■ **GIVEN TASK A**
In the entries below, copy out verbatim the lines between the one holding "of the curled" and the one holding "x=351, y=147", inclusive, leaving out the picture.

■ **DOCUMENT TEXT**
——
Avoiding Technological Quicksand: Sections 9-10 • CLIR

9. Research Required for the Emulation Approach

In order to prove the feasibility of the emulation approach, research is required in three areas: (1) techniques must be developed for specifying emulators that will run on unknown, future computers; (2) techniques must be developed for keeping annotations and explanations human-readable in the future; and (3) techniques must be developed for encapsulating documents, software, emulator specifications, and associated annotations and metadata to ensure their mutual cohesion and prevent their corruption.

9.1 Emulator specification formalism

An emulator specification formalism must be developed that captures all relevant attributes of a hardware platform, including interaction modes, speed (of execution, display, access, and so forth), display attributes (pixel size and shape, color, dimensionality, and so forth), time and calendar representations, device and peripheral characteristics, distribution and networking features, multiuser aspects, version and configuration information, and other attributes. The formalism must be extensible so that future attributes can be added when needed (for example, for compliance with future Y10K standards). The set of attributes needed to ensure that a future emulation precisely reproduces an obsolete platform in all possible aspects is unbounded, but the scheme assumes that a certain degree of variance in the behavior of emulators will be acceptable. (This variance corresponds to that in the original program’s behavior when executed on different contemporary systems and configurations, using different monitors, keyboards, disk drives, and other peripheral devices.)
——
■ **GIVEN TASK B**
Extend the passage on research for the emulation approach, starting right after its final sentence.

■ **DATA TO PROCESS**
——
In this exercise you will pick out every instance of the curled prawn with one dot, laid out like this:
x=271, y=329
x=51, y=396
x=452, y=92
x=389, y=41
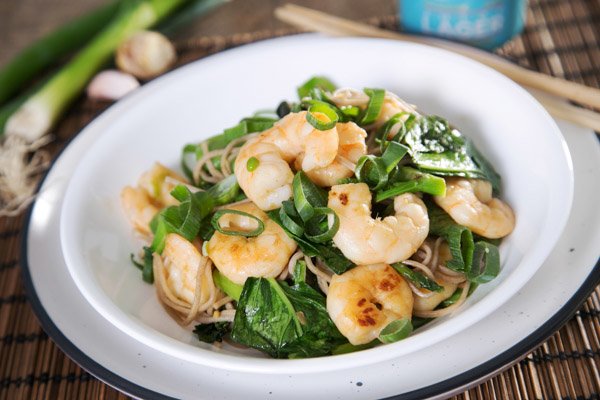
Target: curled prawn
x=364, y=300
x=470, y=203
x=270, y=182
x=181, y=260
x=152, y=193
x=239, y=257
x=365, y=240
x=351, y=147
——
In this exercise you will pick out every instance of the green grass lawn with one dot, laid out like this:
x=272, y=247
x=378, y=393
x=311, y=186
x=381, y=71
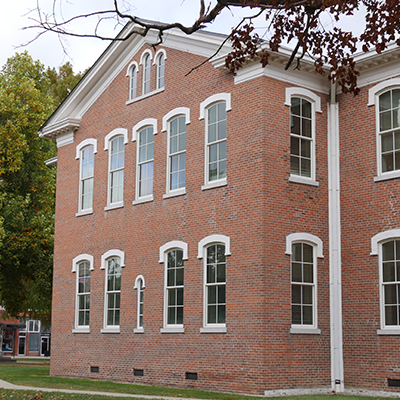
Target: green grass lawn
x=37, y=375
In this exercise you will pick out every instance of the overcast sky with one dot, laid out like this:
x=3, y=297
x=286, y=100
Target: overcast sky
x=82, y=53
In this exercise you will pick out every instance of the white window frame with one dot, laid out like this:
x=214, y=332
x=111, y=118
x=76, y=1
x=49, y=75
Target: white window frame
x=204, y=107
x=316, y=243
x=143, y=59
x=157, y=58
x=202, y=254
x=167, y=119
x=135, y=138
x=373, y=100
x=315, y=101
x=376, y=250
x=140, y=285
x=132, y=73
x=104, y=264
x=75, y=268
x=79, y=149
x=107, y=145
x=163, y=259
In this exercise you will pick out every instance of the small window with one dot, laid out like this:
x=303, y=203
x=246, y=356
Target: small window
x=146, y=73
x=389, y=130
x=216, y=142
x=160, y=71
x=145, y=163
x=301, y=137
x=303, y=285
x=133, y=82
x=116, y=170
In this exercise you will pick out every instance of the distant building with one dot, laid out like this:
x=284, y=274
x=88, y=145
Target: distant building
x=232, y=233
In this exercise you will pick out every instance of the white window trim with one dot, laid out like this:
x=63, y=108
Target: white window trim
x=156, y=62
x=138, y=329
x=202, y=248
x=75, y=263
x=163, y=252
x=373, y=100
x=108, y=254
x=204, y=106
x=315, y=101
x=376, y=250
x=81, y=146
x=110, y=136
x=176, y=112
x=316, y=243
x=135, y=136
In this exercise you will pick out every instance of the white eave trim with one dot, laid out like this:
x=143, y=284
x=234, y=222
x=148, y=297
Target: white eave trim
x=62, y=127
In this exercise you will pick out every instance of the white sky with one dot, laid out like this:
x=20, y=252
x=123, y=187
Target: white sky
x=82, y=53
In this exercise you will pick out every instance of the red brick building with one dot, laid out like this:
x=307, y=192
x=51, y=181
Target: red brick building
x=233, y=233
——
■ **TASK RESULT A**
In this exercise you will pick out every instance of the curled prawn with one dot, laid out like this:
x=271, y=329
x=51, y=396
x=452, y=92
x=389, y=41
Target: curled prawn
x=364, y=300
x=470, y=203
x=270, y=182
x=181, y=260
x=152, y=193
x=239, y=257
x=365, y=240
x=351, y=147

■ **TASK RESULT B**
Emulator specifications must be saved so that they can be used effectively to produce emulators in the future. There are several possible ways of doing this. First, an abstract, formal description could be saved, which could be interpreted by a human or program in the future to enable construction of the desired emulator. Second, an executable description (that is, an emulator program written in a high-level language) could be saved, which would be designed to run on some simple abstract machine that could easily be implemented in the future; instructions for implementing that abstract machine and/or an abstract formal description of it would be saved along with the emulator to allow it to run on future computers. Alternatively, the second approach could be transformed into an instance of the first by making the executable description abstract and formal, thereby allowing it either to be interpreted by a human or program in the future or to be run on a future implementation of an abstract machine. All of these alternatives require storing formal and/or explanatory descriptions that can be used to bootstrap the process of creating a future emulator. To ensure that these descriptions remain human-readable in the future, they must be stored in the annotation form discussed next.

9.2 Human-readable annotations and explanations

Ideally, the emulation scheme would be self-describing: that is, a suitable program running on a future computer, when asked to access an obsolete document saved using this scheme, would automatically interpret the saved explanations to find out how to open the encapsulation, generate the required emulator (or find one that has already been generated for this type of computer), and run the document’s saved software under this emulator to access the document itself. Alternatively, a user could interpret the saved explanations to perform the same steps. In either case, the key to successfully accessing a document saved using the emulation approach lies in the saved explanations that accompany the document, including explanations of how to use the encapsulation itself, user documentation, version and configuration information for all the software that is to be run under emulation (and for the emulated hardware), and the emulator specification itself. Whether or not these saved explanations can be automatically interpreted by future computer programs, they must remain readable by future humans, to ensure that saved documents are not lost.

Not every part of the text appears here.